> What needs to be done: Report every line below that holds the word "recessed", copying each one in full.

[Some records]
↓
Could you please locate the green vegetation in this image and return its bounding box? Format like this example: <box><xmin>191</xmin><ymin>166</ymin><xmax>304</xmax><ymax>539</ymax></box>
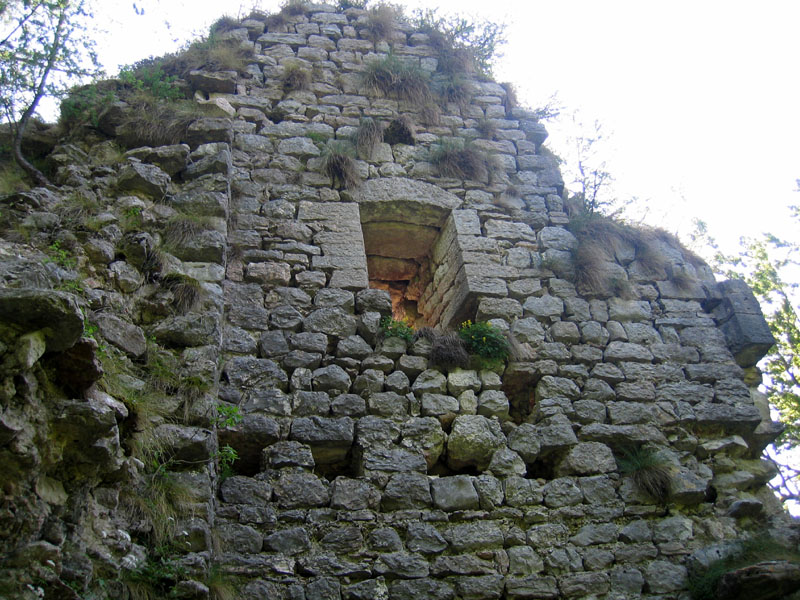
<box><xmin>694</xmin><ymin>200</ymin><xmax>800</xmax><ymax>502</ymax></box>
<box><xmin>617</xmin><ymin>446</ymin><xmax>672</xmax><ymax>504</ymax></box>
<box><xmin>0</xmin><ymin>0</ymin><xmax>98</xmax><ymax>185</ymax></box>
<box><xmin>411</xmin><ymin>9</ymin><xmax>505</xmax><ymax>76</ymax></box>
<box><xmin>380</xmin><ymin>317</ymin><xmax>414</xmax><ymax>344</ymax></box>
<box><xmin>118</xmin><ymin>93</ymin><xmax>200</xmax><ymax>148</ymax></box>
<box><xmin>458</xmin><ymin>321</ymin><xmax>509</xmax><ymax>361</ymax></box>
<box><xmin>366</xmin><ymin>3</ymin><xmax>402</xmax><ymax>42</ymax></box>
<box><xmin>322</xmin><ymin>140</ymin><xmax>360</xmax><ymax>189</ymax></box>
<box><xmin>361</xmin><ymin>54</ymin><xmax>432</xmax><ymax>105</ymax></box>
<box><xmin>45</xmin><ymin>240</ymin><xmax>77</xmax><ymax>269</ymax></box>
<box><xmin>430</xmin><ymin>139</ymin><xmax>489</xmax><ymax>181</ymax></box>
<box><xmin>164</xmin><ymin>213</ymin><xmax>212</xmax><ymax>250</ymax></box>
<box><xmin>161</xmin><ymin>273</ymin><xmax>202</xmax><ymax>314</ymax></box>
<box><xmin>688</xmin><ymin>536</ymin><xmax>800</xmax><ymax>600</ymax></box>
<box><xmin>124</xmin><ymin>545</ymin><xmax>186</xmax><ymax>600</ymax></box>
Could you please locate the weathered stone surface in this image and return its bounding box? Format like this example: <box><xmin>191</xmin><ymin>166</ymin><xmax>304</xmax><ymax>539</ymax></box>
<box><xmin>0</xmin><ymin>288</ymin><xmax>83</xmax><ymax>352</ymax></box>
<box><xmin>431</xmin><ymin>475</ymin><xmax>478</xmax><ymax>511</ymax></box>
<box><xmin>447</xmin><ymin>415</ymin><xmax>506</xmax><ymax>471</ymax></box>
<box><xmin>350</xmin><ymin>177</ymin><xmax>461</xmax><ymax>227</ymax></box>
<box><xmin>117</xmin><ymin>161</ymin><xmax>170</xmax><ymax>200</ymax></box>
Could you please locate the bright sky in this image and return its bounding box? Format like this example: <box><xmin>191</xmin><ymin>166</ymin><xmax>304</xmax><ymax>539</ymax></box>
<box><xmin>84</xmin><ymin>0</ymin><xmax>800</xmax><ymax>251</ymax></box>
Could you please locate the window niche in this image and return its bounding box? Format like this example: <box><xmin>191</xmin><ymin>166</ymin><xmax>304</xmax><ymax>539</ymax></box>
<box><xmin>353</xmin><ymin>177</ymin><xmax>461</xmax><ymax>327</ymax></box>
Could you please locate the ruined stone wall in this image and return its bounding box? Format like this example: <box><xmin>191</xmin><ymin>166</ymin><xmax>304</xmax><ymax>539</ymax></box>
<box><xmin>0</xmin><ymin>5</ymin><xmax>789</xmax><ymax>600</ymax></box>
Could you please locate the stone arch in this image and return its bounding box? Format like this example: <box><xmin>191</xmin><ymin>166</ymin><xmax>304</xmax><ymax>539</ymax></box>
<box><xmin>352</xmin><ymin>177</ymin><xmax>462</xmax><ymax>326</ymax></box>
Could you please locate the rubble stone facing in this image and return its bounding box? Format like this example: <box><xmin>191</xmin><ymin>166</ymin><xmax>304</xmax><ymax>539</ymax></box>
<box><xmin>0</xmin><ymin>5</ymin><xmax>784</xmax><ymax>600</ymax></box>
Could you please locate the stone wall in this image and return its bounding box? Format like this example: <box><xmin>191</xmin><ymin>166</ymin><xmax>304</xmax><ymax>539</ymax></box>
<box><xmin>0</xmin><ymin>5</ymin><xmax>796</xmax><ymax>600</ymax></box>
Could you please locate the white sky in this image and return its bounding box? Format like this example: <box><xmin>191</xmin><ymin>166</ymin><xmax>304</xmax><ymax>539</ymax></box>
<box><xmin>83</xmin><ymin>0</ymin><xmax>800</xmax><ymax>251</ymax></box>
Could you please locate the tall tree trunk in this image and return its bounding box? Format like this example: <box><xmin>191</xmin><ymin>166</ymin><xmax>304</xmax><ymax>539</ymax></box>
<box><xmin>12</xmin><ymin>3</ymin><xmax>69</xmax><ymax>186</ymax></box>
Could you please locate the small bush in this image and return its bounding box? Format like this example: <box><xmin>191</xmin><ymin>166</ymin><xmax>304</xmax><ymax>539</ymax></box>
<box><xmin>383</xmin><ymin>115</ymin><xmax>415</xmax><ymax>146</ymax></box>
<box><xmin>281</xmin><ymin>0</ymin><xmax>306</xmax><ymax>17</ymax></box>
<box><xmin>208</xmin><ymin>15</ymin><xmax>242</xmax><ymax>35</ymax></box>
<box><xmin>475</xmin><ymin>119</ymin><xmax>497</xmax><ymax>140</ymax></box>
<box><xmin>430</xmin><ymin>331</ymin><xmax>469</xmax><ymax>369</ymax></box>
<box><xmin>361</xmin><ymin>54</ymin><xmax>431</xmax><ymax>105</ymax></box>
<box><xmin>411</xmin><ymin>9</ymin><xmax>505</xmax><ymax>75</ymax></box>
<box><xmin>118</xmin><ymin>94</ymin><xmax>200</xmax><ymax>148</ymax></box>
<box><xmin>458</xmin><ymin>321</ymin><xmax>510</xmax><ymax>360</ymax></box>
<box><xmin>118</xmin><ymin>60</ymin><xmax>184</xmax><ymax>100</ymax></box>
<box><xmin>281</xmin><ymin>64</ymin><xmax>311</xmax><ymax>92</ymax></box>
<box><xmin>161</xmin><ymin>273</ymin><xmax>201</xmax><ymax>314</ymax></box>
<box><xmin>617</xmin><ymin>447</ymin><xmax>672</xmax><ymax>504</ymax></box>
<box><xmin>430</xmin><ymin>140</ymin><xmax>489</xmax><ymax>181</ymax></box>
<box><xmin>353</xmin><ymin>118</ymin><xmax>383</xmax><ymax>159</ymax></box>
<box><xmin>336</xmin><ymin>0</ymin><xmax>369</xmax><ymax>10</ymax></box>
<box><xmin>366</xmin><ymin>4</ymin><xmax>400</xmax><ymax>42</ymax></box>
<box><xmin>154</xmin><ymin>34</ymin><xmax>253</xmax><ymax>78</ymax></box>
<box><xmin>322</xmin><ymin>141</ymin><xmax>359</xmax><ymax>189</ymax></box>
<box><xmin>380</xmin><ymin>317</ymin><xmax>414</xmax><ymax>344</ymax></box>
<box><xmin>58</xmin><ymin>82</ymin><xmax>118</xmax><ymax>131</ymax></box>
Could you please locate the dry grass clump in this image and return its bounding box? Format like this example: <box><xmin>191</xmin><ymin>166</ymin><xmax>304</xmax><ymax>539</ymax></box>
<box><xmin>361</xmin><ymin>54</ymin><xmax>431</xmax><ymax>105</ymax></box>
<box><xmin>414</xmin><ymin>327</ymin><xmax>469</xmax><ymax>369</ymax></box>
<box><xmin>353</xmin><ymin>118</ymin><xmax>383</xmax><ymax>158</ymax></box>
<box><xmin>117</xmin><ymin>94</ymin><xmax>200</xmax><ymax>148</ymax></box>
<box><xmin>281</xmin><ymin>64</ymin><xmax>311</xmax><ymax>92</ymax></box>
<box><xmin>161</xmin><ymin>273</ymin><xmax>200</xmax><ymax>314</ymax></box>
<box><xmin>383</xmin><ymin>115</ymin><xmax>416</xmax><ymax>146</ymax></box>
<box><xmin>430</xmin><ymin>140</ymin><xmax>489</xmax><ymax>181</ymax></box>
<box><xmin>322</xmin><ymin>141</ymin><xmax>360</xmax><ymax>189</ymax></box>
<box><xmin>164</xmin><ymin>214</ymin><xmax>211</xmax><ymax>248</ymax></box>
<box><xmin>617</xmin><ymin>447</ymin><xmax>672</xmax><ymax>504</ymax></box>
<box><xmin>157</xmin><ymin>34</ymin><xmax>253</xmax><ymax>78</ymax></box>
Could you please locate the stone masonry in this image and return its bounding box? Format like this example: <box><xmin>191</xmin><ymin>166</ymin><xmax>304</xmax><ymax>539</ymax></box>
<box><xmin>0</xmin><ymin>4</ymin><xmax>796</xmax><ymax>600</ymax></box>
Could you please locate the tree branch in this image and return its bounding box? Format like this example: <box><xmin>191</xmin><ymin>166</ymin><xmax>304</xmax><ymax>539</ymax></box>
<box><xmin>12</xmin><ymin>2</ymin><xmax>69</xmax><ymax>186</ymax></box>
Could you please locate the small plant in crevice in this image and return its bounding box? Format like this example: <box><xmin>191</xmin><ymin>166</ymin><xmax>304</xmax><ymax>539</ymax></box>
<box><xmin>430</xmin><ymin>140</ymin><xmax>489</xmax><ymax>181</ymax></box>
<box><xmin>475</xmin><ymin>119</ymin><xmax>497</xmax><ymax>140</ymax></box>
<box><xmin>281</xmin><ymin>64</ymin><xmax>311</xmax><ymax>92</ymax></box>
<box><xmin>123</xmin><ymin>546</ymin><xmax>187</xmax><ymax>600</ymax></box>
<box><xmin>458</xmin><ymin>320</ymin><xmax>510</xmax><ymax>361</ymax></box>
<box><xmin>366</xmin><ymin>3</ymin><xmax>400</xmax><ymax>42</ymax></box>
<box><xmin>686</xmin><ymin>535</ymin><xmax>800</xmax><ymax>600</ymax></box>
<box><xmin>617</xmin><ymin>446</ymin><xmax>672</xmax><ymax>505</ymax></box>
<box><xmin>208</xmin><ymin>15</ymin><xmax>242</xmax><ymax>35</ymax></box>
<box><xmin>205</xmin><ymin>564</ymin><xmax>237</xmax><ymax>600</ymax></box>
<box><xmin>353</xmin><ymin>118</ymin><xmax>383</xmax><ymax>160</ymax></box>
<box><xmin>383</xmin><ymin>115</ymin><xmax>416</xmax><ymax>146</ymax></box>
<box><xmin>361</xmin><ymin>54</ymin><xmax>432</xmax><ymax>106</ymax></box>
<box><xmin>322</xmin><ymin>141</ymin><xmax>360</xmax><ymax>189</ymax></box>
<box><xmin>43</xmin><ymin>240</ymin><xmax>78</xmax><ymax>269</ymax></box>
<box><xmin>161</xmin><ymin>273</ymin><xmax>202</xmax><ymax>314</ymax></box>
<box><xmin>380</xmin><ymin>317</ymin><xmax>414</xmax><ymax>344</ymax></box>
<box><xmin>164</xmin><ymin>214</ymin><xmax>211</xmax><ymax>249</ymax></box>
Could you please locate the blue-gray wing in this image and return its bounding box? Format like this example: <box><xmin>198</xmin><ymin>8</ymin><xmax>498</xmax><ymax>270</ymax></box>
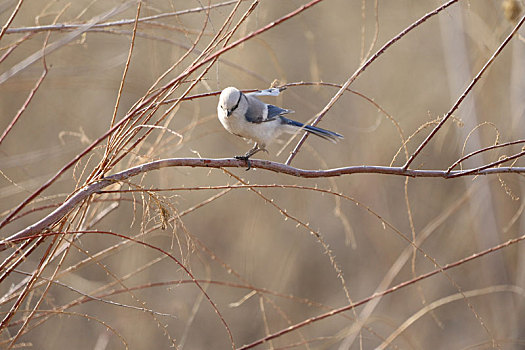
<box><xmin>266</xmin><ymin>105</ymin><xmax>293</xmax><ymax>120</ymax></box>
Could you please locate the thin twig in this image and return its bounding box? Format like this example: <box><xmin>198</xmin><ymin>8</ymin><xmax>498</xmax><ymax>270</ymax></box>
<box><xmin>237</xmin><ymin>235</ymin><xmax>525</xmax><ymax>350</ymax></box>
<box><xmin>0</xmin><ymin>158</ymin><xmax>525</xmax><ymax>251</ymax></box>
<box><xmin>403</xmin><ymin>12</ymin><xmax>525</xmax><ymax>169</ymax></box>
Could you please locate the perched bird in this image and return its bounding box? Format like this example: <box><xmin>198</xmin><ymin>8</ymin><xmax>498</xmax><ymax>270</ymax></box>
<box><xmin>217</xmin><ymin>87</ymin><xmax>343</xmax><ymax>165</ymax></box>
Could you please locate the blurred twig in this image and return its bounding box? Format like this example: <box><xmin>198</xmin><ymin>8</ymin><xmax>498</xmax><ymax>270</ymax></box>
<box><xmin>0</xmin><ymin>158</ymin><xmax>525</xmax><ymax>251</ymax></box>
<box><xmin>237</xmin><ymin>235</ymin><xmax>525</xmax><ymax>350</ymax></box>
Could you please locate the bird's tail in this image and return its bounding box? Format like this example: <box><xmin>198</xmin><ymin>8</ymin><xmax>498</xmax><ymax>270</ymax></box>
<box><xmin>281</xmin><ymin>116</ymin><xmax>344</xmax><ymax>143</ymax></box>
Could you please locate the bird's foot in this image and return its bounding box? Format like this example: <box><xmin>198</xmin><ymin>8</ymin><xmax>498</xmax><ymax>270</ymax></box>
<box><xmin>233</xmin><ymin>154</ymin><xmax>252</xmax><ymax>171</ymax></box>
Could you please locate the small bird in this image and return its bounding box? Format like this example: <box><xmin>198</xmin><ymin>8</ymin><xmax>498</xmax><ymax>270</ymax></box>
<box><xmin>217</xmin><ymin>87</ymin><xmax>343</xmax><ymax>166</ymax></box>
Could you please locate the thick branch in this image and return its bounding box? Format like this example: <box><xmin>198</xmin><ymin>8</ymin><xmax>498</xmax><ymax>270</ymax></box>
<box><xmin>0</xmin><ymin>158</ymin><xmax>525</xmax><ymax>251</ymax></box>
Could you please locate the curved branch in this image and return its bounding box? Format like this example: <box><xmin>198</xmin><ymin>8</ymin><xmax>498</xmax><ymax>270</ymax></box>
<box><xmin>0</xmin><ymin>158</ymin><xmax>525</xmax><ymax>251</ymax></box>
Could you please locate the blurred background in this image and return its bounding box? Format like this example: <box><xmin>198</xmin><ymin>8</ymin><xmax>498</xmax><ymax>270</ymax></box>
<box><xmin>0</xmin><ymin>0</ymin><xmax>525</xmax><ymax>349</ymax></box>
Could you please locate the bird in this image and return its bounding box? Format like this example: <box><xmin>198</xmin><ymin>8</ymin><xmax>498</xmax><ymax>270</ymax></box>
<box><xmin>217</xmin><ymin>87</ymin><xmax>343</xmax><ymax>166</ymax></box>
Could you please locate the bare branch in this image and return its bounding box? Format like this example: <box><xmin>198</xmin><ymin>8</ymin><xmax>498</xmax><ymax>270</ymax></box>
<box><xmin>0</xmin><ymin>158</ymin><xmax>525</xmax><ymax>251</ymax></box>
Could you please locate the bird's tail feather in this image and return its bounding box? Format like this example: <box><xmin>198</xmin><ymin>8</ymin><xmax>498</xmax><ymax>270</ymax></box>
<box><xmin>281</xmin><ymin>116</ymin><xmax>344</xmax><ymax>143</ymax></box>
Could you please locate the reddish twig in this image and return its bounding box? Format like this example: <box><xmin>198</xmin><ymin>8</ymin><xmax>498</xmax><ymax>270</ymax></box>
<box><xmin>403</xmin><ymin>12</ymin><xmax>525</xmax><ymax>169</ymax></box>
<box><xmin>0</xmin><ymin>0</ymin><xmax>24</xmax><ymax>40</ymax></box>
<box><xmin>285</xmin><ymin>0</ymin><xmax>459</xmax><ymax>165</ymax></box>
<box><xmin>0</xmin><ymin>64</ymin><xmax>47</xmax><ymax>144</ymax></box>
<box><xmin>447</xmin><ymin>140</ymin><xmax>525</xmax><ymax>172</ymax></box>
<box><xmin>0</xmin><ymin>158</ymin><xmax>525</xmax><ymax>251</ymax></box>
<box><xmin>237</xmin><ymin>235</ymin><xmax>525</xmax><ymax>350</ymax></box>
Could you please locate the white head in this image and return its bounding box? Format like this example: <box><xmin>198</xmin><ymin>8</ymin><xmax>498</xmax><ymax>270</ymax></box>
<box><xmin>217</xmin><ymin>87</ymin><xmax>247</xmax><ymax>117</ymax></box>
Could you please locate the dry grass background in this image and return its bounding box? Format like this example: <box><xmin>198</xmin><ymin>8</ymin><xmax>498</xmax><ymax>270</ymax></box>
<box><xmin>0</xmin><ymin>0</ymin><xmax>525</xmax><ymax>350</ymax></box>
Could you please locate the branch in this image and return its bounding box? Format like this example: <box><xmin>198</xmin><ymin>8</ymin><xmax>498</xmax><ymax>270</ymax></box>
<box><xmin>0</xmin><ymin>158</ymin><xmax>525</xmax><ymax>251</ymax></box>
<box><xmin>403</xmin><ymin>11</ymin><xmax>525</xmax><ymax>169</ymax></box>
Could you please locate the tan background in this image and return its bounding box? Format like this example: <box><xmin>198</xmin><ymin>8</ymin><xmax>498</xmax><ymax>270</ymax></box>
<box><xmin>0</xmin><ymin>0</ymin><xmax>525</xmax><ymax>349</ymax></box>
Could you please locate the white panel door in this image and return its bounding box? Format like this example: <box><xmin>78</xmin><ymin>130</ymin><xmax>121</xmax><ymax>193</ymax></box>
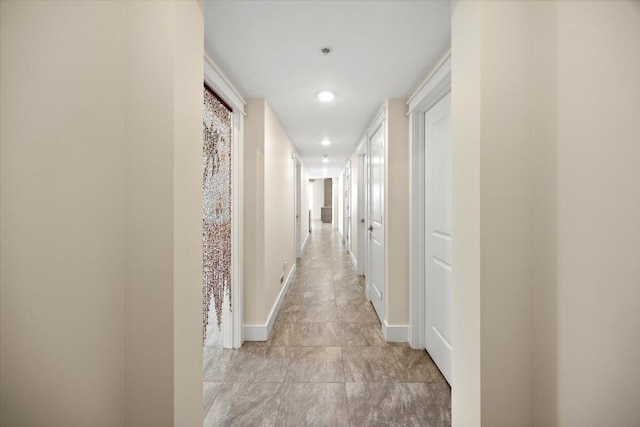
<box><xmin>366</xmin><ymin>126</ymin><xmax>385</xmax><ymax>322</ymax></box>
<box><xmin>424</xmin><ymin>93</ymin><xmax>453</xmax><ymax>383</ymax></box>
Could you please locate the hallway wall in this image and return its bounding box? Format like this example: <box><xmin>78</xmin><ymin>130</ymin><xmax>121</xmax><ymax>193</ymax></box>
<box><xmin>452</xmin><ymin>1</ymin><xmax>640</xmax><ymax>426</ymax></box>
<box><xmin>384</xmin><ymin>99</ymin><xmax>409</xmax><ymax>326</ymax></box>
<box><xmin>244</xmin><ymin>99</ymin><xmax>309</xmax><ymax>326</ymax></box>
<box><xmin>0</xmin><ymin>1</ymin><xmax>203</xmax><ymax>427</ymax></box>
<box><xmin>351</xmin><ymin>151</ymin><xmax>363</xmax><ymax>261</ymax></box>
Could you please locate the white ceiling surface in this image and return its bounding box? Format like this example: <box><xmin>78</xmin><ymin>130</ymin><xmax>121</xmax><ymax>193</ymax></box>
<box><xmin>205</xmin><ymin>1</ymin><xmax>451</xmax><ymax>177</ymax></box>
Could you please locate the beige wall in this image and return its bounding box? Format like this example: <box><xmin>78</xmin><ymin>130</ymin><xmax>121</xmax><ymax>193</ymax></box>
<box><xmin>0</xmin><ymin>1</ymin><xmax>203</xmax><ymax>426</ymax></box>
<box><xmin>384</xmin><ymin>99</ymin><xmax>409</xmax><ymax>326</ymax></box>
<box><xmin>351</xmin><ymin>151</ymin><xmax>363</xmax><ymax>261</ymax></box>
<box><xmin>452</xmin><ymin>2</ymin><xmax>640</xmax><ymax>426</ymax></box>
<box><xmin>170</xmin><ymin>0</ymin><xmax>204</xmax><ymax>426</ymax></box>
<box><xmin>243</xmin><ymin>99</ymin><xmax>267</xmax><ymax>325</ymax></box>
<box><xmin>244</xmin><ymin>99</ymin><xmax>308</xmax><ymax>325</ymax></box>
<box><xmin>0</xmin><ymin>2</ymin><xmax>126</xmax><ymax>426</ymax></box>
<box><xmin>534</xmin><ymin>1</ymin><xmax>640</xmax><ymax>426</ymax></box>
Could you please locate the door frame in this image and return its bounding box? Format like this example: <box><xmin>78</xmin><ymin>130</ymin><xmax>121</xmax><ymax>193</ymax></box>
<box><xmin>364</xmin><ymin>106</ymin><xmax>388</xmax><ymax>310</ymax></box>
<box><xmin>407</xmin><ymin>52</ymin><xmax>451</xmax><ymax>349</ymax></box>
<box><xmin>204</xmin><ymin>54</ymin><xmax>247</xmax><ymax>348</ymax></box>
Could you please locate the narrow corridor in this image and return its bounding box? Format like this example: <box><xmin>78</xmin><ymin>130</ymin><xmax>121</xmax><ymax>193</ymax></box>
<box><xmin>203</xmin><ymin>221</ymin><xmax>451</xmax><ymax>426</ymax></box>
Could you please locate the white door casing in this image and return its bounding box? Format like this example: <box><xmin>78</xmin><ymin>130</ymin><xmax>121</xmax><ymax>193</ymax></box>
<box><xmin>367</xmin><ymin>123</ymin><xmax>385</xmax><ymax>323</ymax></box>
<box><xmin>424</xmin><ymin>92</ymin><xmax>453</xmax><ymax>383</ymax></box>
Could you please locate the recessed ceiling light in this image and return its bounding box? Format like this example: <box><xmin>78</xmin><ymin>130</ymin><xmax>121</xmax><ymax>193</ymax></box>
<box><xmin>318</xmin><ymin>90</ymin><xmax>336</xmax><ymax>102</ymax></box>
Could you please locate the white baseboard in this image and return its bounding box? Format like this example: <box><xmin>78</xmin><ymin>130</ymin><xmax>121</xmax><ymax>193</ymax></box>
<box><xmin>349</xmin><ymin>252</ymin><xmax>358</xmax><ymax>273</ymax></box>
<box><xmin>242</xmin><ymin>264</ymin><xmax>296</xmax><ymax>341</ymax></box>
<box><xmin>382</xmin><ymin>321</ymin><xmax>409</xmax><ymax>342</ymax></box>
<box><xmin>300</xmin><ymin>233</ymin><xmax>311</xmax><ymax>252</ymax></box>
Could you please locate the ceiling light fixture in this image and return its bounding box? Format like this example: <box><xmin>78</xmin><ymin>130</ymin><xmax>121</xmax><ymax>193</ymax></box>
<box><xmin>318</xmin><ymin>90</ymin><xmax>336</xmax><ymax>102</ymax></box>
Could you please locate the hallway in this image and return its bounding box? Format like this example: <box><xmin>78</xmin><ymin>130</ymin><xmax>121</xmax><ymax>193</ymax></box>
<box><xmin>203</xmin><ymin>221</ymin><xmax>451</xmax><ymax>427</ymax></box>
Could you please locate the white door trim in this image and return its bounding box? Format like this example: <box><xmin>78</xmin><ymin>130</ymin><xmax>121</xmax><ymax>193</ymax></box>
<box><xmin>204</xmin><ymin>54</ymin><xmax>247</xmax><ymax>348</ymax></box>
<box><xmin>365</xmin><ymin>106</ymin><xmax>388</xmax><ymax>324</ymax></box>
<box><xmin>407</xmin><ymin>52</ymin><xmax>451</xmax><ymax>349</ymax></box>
↑
> Result of this task:
Could you please locate the recessed ceiling light in this image and return its bounding box? Format like this example: <box><xmin>78</xmin><ymin>130</ymin><xmax>121</xmax><ymax>193</ymax></box>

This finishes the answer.